• **EXERCISE AIM**
Can you return all of the data below word for word, leaving out the pictures?
# start of SUPPLIED RECORDS
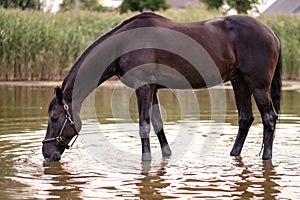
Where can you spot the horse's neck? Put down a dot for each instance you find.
(80, 83)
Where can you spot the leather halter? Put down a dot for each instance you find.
(58, 138)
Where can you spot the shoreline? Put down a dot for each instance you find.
(286, 84)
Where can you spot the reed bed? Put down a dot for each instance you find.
(42, 46)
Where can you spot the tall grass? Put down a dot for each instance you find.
(288, 29)
(43, 46)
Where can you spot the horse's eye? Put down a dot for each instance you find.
(54, 118)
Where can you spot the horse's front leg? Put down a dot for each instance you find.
(157, 124)
(144, 96)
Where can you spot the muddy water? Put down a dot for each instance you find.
(105, 162)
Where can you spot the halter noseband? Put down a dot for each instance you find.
(59, 138)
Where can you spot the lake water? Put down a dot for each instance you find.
(105, 162)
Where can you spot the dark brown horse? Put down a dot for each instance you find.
# end of SUPPLIED RECORDS
• **OUTPUT FOR THIS TASK**
Where can you spot the horse's neck? Put down a dot for each instance you find.
(80, 83)
Where can you spot the leather halter? Put down a dot for each instance you find.
(58, 138)
Where can you spot the shoreline? Put down a dot for each instance you find.
(286, 84)
Where can you spot the reed bed? Put down a dot for each instance you find.
(42, 46)
Where can you spot the tall grass? Put down a dot for each instance you find.
(288, 29)
(43, 46)
Where can you spot the horse's eye? Put down a dot for each instance you find.
(54, 118)
Where can you spot the horse's front leg? Put down a dot for each instance you find.
(157, 124)
(144, 96)
Where can you spot the muddy water? Put down a dot for each instance you find.
(105, 162)
Where can you spot the halter noseband? Put down a dot for each instance you find.
(59, 138)
Where can you spot the lake water? Put down a dot for each instance you find.
(105, 162)
Where can you spot the dark brown horse? Put down a dot for each instance you find.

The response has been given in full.